(Work to be completed):
Write out the listing below again, substituting "example output" for "sample output" and leaving everything else unchanged.

(Material provided):
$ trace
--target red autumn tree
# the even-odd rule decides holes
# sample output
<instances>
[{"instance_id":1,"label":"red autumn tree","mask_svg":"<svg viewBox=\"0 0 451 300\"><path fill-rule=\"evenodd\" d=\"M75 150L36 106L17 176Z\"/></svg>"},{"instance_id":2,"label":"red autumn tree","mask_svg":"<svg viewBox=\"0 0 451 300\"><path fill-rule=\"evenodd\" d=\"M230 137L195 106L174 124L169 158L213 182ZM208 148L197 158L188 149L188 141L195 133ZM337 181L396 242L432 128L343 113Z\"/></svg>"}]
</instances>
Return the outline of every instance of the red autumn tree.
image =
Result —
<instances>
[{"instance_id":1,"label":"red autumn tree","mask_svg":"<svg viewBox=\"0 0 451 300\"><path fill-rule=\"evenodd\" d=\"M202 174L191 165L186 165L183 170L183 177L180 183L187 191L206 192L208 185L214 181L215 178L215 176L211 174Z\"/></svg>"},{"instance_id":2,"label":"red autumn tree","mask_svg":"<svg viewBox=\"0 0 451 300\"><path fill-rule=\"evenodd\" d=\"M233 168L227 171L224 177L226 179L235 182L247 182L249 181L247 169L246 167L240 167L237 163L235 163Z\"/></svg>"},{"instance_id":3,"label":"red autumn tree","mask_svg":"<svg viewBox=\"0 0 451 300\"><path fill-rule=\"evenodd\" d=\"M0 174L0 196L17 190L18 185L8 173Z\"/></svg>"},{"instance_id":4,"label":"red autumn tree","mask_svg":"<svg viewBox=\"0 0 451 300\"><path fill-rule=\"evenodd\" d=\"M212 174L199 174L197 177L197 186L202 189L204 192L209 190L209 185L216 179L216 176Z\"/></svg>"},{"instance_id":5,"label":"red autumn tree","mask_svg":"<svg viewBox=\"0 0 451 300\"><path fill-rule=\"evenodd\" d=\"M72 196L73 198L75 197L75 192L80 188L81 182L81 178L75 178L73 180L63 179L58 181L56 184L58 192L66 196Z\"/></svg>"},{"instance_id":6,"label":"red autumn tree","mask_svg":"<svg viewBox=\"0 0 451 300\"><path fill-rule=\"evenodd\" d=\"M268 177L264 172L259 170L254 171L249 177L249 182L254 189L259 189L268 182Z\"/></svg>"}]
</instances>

(Solution to this task):
$ trace
--target red autumn tree
# the even-odd rule decides holes
# example output
<instances>
[{"instance_id":1,"label":"red autumn tree","mask_svg":"<svg viewBox=\"0 0 451 300\"><path fill-rule=\"evenodd\" d=\"M75 150L36 106L17 176Z\"/></svg>"},{"instance_id":2,"label":"red autumn tree","mask_svg":"<svg viewBox=\"0 0 451 300\"><path fill-rule=\"evenodd\" d=\"M230 137L195 106L174 124L169 158L213 182ZM208 148L197 158L188 149L188 141L195 133ZM337 181L396 242L432 128L343 113Z\"/></svg>"}]
</instances>
Return the outline of every instance of the red autumn tree.
image =
Result —
<instances>
[{"instance_id":1,"label":"red autumn tree","mask_svg":"<svg viewBox=\"0 0 451 300\"><path fill-rule=\"evenodd\" d=\"M202 174L191 165L186 165L183 170L183 177L180 183L187 191L206 192L208 185L214 181L215 178L215 176L211 174Z\"/></svg>"},{"instance_id":2,"label":"red autumn tree","mask_svg":"<svg viewBox=\"0 0 451 300\"><path fill-rule=\"evenodd\" d=\"M233 168L227 171L224 177L226 179L235 182L247 182L249 181L247 169L246 167L240 167L237 163L235 163Z\"/></svg>"},{"instance_id":3,"label":"red autumn tree","mask_svg":"<svg viewBox=\"0 0 451 300\"><path fill-rule=\"evenodd\" d=\"M0 174L0 196L17 190L18 185L8 173Z\"/></svg>"},{"instance_id":4,"label":"red autumn tree","mask_svg":"<svg viewBox=\"0 0 451 300\"><path fill-rule=\"evenodd\" d=\"M212 174L199 174L197 177L197 186L202 189L204 192L209 190L209 185L216 179L216 176Z\"/></svg>"},{"instance_id":5,"label":"red autumn tree","mask_svg":"<svg viewBox=\"0 0 451 300\"><path fill-rule=\"evenodd\" d=\"M72 196L73 198L75 197L75 192L80 188L81 182L81 178L75 178L73 180L63 179L58 181L56 184L58 192L66 196Z\"/></svg>"},{"instance_id":6,"label":"red autumn tree","mask_svg":"<svg viewBox=\"0 0 451 300\"><path fill-rule=\"evenodd\" d=\"M268 177L264 172L259 170L254 171L249 177L249 182L254 189L259 189L268 182Z\"/></svg>"}]
</instances>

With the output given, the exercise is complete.